Extract to read:
----------------------------------------
Quantcast

9/11 first responders suffer mental, physical anguish

FIRST RESPONDER GLEN 2w

Alex Sanchez remembers the bang.

It thundered through lower Manhattan, said Sanchez, who at first thought the sound was a truck crashing into a building. The Harlem resident, who at the time worked as a janitor for New York University, heard the clamor as he walked a co-worker to 100 Centre Street for a hearing. It wasn’t until he moved further south that he discovered the real source of the noise.

“We thought it was an accident,” he said, recalling peering up at the smoldering North Tower. “Then we saw the second plane hit and that’s when all hell broke loose.”

The men and women who gave of their time, their efforts — of themselves — following the attacks on September, 11 2001, will be forever regarded as heroes, from the firefighters who extinguished flames and searched for survivors under the rubble to the police officers who directed people out of the area and to safety.

Sanchez, a first responder at Ground Zero, sifted through debris and cleaned up scraps of the Twin Towers that covered the city’s streets.

Every day following the attacks, Sanchez, along with 800 other workers, removed clutter from the former site of the World Trade Center. While the labor was strenuous, Sanchez said morale and compassion drove their efforts.

“Everyone was more than eager to go in on a daily basis,” he said.

A main portion of their work involved cleaning ventilation units. Sanchez said inside the building’s hull there was so much dust you couldn’t see anything. As he crawled through the vent system, he was outfitted with gloves, goggles, a PVAC suit and a hospital mask.

Sanchez founded United We Stand, a group that assists undocumented workers who assisted after the 9/11 attacks and have subsequently experienced health issues stemming from inhaling dust, fumes and smoke. Sanchez said he now suffers from chronic asthma and upper airway obstruction and has developed nodules in his lungs. He is now on permanent disability.

The catastrophic event brought Sanchez close to others affected by September 11, including spouses and children who lost loved ones. According to him, many who perished were not granted proper funerals, something he believes the city is accountable for.

Sanchez said events following the attacks have negatively influenced his view of the city.

“In a country like ours, it’s really sad that people’s lives are put in jeopardy,” said Sanchez. “We’ve become a test tube for disaster.”

Glen Klein was in the middle of a cup of coffee when he got a call from a friend, exclaiming that a plane had crashed into one of the towers of the World Trade Center. It wasn’t until he turned on his television and saw the second plane collide that the event seemed real.

Klein, a former member of the NYPD’s Emergency Service Unit (ESU), immediately drove to his outfit — the 109th Precinct — gathered supplies and fellow officers, and headed downtown.

Along with 300 other members of the ESU, Klein searched through debris for bodies. In their efforts, 14 ESU officers went missing.

“For the first six days, we thought we would find them alive,” said Klein. “If anyone’s going to survive, I thought it would be our guys.”

None of the missing officers were found alive.

Klein retired in 2003 after he began to feel both the physical and mental effects from 9/11. The 16-year-veteran of the ESU suffered precancerous polyps, GERD, heart palpitations, gastrointestinal issues and post-traumatic stress disorder. He said he receives assistance from the World Trade Center Health Program.

Klein is now the vice president of the “FealGood Foundation,” a group that advocates for 9/11 first responders who suffer from subsequent illnesses. He said assisting others acts as personal therapy and connects him with what he loved about being a police officer — helping people.
----------------------------------------
Extracted records:
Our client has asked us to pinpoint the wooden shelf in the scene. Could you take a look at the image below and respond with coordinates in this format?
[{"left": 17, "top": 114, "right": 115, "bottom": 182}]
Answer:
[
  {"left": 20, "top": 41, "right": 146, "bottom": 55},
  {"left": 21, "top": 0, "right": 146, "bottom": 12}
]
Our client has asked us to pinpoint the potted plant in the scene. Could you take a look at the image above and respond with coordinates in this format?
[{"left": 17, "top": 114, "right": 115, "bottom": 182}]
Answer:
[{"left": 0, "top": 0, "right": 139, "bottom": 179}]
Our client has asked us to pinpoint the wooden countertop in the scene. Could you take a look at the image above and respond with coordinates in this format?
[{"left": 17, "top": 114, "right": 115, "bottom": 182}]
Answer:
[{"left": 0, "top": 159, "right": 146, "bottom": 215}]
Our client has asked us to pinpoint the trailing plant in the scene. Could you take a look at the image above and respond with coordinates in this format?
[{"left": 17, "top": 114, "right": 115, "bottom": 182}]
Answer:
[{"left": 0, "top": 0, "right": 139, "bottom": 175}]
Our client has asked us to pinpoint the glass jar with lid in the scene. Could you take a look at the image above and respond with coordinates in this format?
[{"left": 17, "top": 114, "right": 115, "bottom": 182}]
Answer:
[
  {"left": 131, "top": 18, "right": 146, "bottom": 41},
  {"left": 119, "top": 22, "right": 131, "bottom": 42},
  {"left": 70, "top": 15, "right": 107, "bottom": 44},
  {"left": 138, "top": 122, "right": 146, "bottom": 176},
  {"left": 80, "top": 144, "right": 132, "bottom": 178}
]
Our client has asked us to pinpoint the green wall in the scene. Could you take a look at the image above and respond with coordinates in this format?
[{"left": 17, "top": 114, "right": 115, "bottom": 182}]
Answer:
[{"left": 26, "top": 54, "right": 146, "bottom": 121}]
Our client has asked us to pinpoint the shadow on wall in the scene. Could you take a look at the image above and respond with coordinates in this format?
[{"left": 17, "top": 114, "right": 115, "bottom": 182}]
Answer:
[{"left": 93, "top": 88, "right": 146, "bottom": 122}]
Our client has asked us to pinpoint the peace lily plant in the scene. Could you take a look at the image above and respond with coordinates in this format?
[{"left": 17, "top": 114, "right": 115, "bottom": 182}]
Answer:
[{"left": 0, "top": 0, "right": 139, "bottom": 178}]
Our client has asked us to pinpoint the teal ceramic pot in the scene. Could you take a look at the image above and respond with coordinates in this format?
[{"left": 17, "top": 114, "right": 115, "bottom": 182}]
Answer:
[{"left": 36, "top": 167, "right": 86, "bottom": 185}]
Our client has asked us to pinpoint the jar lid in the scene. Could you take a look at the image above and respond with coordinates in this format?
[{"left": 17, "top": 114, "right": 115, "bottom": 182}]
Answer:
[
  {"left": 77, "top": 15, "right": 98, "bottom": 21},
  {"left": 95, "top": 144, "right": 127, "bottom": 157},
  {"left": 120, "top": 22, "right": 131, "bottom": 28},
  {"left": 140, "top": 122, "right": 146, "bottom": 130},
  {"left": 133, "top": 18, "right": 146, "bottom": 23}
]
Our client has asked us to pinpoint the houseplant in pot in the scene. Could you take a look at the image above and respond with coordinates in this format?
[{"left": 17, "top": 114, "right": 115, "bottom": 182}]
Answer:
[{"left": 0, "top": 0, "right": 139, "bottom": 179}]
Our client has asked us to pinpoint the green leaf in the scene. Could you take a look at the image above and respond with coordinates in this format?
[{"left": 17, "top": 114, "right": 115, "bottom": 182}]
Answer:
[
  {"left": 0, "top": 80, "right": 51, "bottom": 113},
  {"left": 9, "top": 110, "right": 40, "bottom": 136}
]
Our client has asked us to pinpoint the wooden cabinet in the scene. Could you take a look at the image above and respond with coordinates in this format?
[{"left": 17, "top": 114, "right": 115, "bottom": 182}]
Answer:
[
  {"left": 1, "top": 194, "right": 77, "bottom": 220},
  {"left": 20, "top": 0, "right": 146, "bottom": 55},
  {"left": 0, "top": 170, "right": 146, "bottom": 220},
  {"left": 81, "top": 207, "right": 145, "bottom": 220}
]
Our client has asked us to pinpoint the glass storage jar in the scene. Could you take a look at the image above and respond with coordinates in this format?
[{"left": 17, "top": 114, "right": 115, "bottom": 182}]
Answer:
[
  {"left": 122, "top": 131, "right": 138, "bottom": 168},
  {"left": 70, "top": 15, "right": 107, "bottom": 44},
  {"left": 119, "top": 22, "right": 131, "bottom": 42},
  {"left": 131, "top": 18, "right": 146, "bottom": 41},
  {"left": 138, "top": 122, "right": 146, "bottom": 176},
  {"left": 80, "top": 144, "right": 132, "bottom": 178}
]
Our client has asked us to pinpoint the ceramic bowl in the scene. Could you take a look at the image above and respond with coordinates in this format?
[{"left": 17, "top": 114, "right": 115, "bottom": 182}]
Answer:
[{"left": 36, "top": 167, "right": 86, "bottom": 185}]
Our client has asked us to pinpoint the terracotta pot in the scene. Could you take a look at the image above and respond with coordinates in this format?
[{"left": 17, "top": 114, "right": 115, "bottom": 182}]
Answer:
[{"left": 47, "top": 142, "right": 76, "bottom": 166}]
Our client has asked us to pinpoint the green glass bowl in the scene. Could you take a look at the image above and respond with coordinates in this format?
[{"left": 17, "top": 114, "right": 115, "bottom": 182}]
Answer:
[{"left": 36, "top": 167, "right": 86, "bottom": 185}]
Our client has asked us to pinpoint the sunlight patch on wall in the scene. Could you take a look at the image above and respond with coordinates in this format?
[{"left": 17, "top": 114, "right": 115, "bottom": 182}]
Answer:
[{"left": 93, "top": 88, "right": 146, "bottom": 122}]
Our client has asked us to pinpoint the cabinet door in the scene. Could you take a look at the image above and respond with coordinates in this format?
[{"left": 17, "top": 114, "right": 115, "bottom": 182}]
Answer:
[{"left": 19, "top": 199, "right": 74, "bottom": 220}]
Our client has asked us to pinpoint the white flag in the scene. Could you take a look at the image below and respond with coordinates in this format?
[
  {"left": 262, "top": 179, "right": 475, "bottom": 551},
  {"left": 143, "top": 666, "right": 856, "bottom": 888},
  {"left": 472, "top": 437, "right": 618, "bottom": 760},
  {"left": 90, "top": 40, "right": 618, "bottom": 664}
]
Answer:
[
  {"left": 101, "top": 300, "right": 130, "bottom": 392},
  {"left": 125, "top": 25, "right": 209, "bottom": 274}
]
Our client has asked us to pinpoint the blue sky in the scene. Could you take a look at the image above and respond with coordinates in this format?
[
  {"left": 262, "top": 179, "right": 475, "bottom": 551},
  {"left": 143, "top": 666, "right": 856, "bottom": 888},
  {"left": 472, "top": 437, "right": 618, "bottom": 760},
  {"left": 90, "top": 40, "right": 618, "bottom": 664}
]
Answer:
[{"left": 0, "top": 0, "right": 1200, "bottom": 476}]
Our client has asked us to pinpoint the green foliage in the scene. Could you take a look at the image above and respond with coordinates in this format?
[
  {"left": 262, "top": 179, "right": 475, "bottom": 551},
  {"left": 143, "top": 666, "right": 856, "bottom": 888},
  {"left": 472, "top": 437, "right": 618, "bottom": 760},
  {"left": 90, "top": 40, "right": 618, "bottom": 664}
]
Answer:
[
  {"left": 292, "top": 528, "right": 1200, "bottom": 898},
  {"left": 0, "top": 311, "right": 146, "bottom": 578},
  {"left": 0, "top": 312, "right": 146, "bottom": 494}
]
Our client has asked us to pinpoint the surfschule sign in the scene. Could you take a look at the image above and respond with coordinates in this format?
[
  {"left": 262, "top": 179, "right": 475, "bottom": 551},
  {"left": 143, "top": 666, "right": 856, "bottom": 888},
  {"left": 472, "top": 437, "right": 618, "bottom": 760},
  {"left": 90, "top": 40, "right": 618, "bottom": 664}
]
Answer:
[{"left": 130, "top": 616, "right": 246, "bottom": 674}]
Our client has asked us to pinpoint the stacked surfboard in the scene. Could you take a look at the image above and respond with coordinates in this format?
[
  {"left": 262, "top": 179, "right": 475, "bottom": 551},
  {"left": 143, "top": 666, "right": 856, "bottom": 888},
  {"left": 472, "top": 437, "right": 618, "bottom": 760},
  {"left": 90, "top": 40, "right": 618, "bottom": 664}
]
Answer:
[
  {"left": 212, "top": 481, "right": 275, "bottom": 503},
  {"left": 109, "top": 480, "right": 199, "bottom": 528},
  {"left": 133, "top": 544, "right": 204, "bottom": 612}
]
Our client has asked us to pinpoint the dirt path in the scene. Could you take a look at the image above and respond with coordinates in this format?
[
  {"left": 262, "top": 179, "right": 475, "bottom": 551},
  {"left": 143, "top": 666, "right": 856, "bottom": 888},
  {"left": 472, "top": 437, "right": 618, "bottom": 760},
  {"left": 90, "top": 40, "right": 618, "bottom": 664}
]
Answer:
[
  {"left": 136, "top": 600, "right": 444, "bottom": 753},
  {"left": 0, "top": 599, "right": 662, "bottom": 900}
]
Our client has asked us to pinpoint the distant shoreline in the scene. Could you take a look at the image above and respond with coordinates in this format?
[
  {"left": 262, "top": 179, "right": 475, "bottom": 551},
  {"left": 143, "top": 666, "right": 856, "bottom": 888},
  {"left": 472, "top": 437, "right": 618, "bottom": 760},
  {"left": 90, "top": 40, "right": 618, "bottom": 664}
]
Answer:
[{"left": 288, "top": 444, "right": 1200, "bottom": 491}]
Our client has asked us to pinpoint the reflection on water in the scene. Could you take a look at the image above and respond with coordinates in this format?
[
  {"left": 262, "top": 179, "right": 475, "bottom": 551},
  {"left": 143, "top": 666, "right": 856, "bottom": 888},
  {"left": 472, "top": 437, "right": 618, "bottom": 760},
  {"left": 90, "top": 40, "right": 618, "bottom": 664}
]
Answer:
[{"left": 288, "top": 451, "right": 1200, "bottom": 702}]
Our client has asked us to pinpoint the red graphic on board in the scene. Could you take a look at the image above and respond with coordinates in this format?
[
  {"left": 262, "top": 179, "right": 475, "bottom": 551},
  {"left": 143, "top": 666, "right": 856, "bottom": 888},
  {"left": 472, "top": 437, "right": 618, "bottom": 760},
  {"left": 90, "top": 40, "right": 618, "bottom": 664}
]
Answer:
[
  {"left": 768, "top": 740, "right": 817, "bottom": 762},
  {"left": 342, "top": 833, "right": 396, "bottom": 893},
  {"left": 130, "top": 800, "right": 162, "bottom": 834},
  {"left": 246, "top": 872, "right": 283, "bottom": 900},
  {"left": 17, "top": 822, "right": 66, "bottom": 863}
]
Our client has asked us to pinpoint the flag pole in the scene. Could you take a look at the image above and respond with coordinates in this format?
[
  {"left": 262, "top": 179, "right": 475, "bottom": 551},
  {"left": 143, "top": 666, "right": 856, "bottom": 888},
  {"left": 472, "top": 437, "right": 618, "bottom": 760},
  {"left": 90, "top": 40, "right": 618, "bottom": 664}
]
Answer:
----------------------------------------
Parts of the exercise:
1. Rewrite the passage of the 9/11 first responders article starting with "Along with 300" and going on through "were found alive.", substituting "Emergency Service Unit" for "ESU".
2. According to the 9/11 first responders article, which health conditions did Glen Klein suffer?

Your responses:
1.
Along with 300 other members of the Emergency Service Unit, Klein searched through debris for bodies. In their efforts, 14 Emergency Service Unit officers went missing.

“For the first six days, we thought we would find them alive,” said Klein. “If anyone’s going to survive, I thought it would be our guys.”

None of the missing officers were found alive.

2.
- precancerous polyps
- GERD
- heart palpitations
- gastrointestinal issues
- post-traumatic stress disorder